**PROMPT**. Retype all of the lines below with no changes.

-----

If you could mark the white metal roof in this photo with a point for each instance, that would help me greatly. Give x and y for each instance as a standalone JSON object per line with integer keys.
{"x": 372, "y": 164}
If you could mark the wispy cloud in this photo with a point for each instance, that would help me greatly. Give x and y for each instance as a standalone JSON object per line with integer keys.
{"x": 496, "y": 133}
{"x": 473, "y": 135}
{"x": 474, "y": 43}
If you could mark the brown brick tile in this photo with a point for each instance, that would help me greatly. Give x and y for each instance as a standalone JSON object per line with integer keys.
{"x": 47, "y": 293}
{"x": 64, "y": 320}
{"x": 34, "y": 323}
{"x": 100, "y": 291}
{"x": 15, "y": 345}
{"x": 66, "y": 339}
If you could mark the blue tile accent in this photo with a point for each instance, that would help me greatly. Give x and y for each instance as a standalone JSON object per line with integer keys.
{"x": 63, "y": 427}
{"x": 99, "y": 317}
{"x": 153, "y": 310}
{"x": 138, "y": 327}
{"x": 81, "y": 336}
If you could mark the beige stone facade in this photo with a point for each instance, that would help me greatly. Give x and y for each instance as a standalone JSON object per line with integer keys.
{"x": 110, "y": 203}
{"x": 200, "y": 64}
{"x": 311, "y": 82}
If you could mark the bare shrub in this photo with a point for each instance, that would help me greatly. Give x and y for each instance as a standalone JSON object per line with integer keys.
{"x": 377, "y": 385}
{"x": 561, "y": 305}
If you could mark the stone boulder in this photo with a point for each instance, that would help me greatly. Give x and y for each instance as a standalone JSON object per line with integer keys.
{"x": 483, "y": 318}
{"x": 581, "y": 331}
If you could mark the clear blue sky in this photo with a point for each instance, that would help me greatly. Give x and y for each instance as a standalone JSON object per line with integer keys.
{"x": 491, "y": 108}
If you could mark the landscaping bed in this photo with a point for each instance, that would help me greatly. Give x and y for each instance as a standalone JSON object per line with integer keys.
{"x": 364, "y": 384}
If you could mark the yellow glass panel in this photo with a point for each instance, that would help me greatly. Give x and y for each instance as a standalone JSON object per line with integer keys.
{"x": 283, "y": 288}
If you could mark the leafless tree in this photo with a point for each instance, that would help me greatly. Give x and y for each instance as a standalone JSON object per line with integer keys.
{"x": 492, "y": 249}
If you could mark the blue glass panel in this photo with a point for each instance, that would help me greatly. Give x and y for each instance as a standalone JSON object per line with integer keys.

-----

**REPLY**.
If you could mark the white metal roof in this photo with a point for each instance, that would help me greatly. Give x and y for each instance as a standalone JSON object per line with integer keys.
{"x": 372, "y": 164}
If you could mark the wispy cloud in this photo with a point for each instance, that would help me greatly. Give x and y for each instance as a standalone JSON object per line with integer keys.
{"x": 496, "y": 133}
{"x": 473, "y": 135}
{"x": 474, "y": 43}
If you could mark the brown brick tile in this photo with a point for each instance, that would help me greatly. Give x and y for each instance as a standalone JSON object per line with integer keys.
{"x": 47, "y": 293}
{"x": 64, "y": 320}
{"x": 34, "y": 323}
{"x": 100, "y": 291}
{"x": 15, "y": 345}
{"x": 66, "y": 339}
If you could mark the blue tile accent in this photo with a point for each instance, that would help me greatly. Give x and y for each instance as a standalone JSON object per line with integer keys.
{"x": 63, "y": 427}
{"x": 99, "y": 317}
{"x": 153, "y": 310}
{"x": 138, "y": 327}
{"x": 81, "y": 336}
If you could mark the beige stone facade in this photo with a point for each instance, that would help me greatly. Give x and y for each instance as a standalone JSON object per line with integer keys.
{"x": 110, "y": 203}
{"x": 200, "y": 64}
{"x": 311, "y": 82}
If you could mark the bare shrub in this photo with a point for each instance, that would help me greatly. Give x and y for each instance as a standalone JSON object per line with integer keys.
{"x": 377, "y": 385}
{"x": 561, "y": 305}
If you could mark the stone boulder in this photo with a point for each instance, that would help me greatly. Give x and y for each instance as a standalone JSON object per line with integer keys.
{"x": 483, "y": 318}
{"x": 581, "y": 331}
If you could mark the clear blue sky in this photo with a point for each instance, that would help me greatly. Give x and y for each instance as a standalone JSON object per line with integer keys.
{"x": 491, "y": 108}
If you could mark the landscaping bed in this photo with a point for each instance, that would help me greatly. Give x and y for each instance as a standalone JSON object per line with integer keys.
{"x": 364, "y": 384}
If you could mark the yellow glass panel in this photo with a point for each instance, that would help me greatly. Give x and y for each instance as a standalone JSON object per line with integer keys.
{"x": 283, "y": 288}
If you could mark the leafless tree in this photo with a point for each instance, that would help me greatly. Give x and y for each instance as a standalone JSON object per line with integer keys.
{"x": 492, "y": 249}
If you could mark the blue glass panel in this photo with a point for each instance, that would help me greatly. Give x and y for each instance as a standalone JSON object per line with integer keys.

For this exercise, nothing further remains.